Point localization data:
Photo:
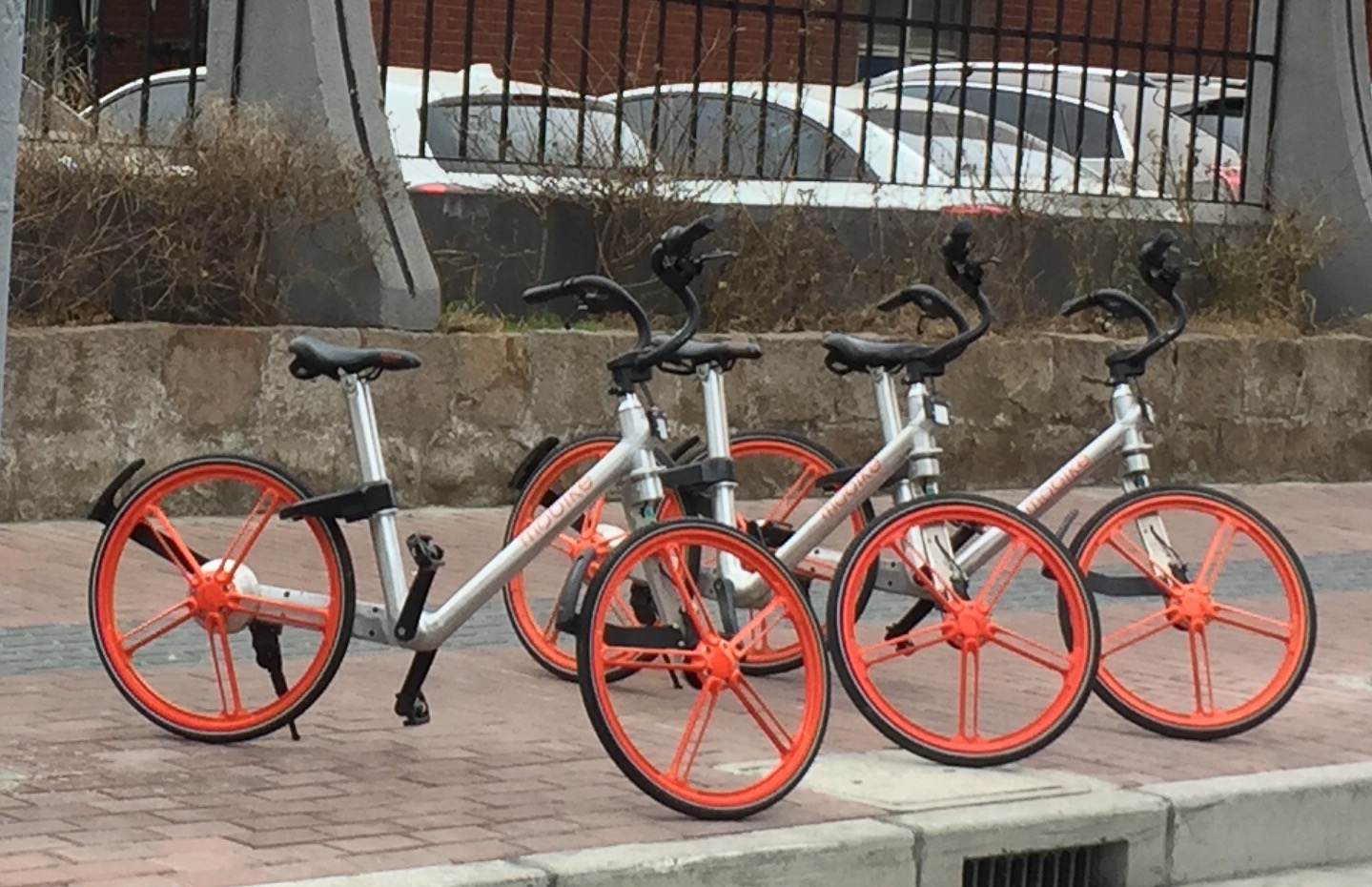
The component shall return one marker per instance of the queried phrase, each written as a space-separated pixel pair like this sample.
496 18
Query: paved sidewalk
1341 877
93 794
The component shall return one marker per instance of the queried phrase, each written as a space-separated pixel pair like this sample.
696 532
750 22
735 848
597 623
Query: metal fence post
12 15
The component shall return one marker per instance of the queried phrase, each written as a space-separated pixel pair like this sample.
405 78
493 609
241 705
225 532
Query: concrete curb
1153 836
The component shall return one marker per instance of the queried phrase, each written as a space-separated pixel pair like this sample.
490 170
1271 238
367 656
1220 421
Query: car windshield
565 134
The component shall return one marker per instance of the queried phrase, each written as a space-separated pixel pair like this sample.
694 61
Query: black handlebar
674 265
1162 278
596 296
677 242
932 303
968 274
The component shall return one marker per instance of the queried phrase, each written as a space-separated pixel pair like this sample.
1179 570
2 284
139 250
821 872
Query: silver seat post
386 540
716 438
888 411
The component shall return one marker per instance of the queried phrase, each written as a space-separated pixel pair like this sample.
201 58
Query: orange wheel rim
711 665
969 628
1187 606
118 647
543 633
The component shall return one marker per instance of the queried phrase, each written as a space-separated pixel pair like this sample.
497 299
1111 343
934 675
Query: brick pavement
92 794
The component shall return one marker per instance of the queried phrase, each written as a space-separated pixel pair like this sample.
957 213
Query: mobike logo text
838 505
564 505
1056 484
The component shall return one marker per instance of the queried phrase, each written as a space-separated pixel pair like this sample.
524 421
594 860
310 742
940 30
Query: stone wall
85 402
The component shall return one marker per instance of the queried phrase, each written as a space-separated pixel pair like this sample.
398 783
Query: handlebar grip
550 291
1156 250
1118 305
680 240
956 246
931 300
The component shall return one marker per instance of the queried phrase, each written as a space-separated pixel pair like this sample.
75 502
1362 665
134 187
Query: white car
737 143
1135 128
978 152
427 117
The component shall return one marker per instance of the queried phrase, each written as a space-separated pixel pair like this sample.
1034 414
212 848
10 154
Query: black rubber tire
1202 733
338 551
892 731
599 718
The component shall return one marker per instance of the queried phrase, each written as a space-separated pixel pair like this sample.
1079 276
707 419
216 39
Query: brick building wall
605 40
802 36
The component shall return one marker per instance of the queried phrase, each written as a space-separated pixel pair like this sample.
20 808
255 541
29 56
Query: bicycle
922 565
219 597
1190 606
552 464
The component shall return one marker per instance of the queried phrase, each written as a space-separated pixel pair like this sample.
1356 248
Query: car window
168 106
1058 122
564 134
740 137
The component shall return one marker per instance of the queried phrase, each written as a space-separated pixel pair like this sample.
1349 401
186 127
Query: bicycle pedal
425 552
419 712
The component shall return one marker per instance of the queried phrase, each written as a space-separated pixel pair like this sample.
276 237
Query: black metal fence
905 102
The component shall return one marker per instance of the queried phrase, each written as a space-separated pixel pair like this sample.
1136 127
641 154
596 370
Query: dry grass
194 235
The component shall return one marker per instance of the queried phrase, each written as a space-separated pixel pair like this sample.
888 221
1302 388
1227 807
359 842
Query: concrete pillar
1319 158
317 59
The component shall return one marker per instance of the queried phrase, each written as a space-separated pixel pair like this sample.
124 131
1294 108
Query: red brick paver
509 764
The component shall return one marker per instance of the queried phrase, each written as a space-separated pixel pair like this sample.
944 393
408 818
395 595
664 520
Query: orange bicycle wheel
531 595
996 650
1235 606
175 612
743 746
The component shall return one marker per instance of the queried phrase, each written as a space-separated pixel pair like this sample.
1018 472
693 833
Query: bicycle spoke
224 669
903 646
792 497
762 624
1216 555
1253 622
918 573
1031 650
1000 575
691 599
178 614
1134 633
247 534
280 611
652 658
1137 556
590 525
1200 670
966 683
694 733
174 547
768 721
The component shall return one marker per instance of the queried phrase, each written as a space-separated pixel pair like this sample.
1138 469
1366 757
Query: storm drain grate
1094 865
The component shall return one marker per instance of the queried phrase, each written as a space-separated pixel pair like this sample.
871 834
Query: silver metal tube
12 15
386 537
716 440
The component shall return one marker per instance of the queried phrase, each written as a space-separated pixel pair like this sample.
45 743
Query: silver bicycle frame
631 459
912 444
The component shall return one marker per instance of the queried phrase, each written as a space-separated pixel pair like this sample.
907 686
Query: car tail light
1232 175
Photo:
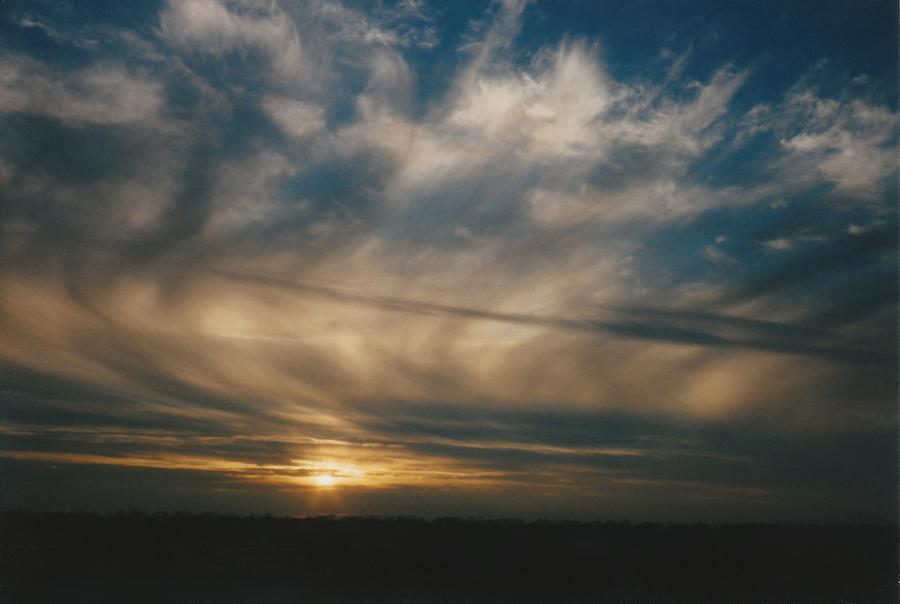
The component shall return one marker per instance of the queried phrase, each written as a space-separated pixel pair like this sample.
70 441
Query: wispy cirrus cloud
408 247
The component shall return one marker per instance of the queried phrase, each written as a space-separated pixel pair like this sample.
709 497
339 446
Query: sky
626 260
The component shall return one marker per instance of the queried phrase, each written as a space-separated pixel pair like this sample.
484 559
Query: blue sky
569 259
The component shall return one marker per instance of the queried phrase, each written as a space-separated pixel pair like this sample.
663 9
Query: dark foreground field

## Task goal
Apart from the pictures, repeat the data above exactly.

## Written response
Photo:
The component shall return one marker per instance of the queried phrase, each written as a space-separated pixel pair like this sample.
496 18
Query: paved sidewalk
1341 877
93 794
The component shall return one marker per instance of the queried phrase, each written as a space-separated pixel pair like this sample.
696 532
750 22
735 848
597 623
Query: metal fence post
12 15
The component shall return one marker per instance of the queried phrase, each written as a space-separated pixel pair like this sample.
405 78
493 609
241 705
225 532
Query: concrete curb
1153 836
The component shall return one marker per instance of the queried phrase, each written as a space-separated pixel pair like this sample.
490 170
1271 238
367 656
1220 421
Query: car windshield
565 134
The component shall return one marker per instance of the queried phrase, each written as a space-separated pixel pair like this sample.
694 61
Query: black handlebar
674 265
1162 278
596 296
677 242
932 303
968 274
The component shall return one marker per instance of the queried phrase, each written as a space-separated pixel pair like this sample.
1179 570
2 284
139 250
821 872
Query: silver seat post
386 540
716 438
888 411
The component shall return one marker per instance of the queried phrase, each written as a space-separated pixel pair like this sample.
201 58
Query: orange wheel rim
711 665
969 628
1187 606
118 647
543 633
The component shall return one marker per instance of the queried phrase, each written as a space-separated pixel pair like this sample.
497 299
1111 343
934 675
Query: brick pavement
92 794
The component shall return one marker per instance of the queried phrase, each written as a space-separated pixel pair like this sample.
957 213
Query: mobike logo text
838 505
564 505
1056 484
The component shall return one marker per instance of the queried phrase, each written as a space-separated pixel pair like this sample.
524 421
594 860
310 742
940 30
Query: stone wall
85 402
The component shall return one marker per instance of the queried phrase, each written as a space-separated pixel pair like this sample.
398 783
Query: handlebar grip
550 291
1156 250
1118 305
680 240
956 246
931 300
The component shall return one marker per instance of the queried phrase, each written as a space-separated pixel pair like this sample.
75 502
1362 665
134 187
Query: white car
737 143
1135 128
978 152
427 117
The component shall return one marker per instance of the queried phrase, each written as a space-separated pixel pair like this sample.
1034 414
212 848
10 154
Query: black rubber tire
1202 733
338 551
892 731
599 718
The component shall return one marker per instance of the queried phrase, each written as a space-separated pixel pair like this sample.
1079 276
707 419
216 39
Query: brick building wall
605 40
802 36
The component shall return one marker per instance of the queried phrase, each written as a space-separated pixel pair like this sample.
20 808
255 541
29 56
Query: bicycle
922 565
219 597
1190 606
552 464
The component shall return one marker per instance of the queried phrase, each written as a space-separated pixel pair like this sample.
1356 248
Query: car window
168 106
1058 122
564 134
740 137
The component shall return one marker per instance of the queried phrase, each written as a space-separated pixel pair like this sample.
1349 401
186 127
Query: bicycle pedal
425 552
419 712
The component shall return one marker per instance of the queried phrase, each written as a space-separated pixel pair like this sample.
276 237
Query: black metal fence
905 102
The component shall return one marker per instance of the queried phrase, each written as a space-separated pixel pair like this sample.
1136 127
641 154
596 370
Query: dry grass
194 235
The component shall return one marker per instance of the queried phrase, each written as a space-separated pixel pair like this sample.
888 221
1302 388
1227 807
359 842
Query: concrete pillar
1319 158
317 59
The component shall return one marker per instance of the queried phrase, each written as a space-separated pixel pair like this sample.
124 131
1294 108
Query: red brick paver
509 764
The component shall return one marker per instance of the queried phrase, each written as a space-separated pixel pair like this sample.
944 393
408 818
395 595
664 520
Query: orange bicycle wheel
531 595
996 650
1235 606
175 612
743 746
The component shall return one marker per instance of the queried phrase, each written as a space-separated pixel pair like this sample.
1018 472
693 833
Query: bicycle spoke
224 669
903 646
792 497
762 624
1216 555
1253 622
918 573
1031 650
1000 575
691 599
178 614
1134 633
247 534
280 611
652 658
1137 556
590 525
1200 670
966 683
694 733
174 547
768 721
The component shall return one marker per instance of the queried phrase, each written as a space-separated pixel pair like this sample.
1138 469
1366 757
Query: storm drain grate
1094 865
The component shall return one marker per instance of the queried phrase, each written as a space-separated pixel pair like this sample.
871 834
Query: silver metal tube
12 15
386 537
716 440
The component shall return one marker per instance of the queried phrase, each written as a space-separated pixel pair like this sample.
45 743
Query: silver bicycle frame
631 459
912 444
The component shall return one marker per instance of the queried phrase, each written as a space-separated pixel pair like this sample.
907 686
Query: car tail light
1232 175
Photo:
The component shall return one marker per instance of the queried phrase, each written as a space-separated pixel pair like this sample.
70 441
Query: wispy cirrus cloud
408 247
The component shall return one marker per instance of the queried phrase, each written as a space-separated pixel pair like this sample.
709 497
339 446
Query: sky
626 260
The component shall return one marker per instance of the queried phrase, each written as a space-separated pixel pair like this sample.
484 559
Query: blue sky
569 259
The component shall return one marker per instance of the queried phrase, each written as a space-separated pixel pair like this sample.
663 9
Query: dark foreground field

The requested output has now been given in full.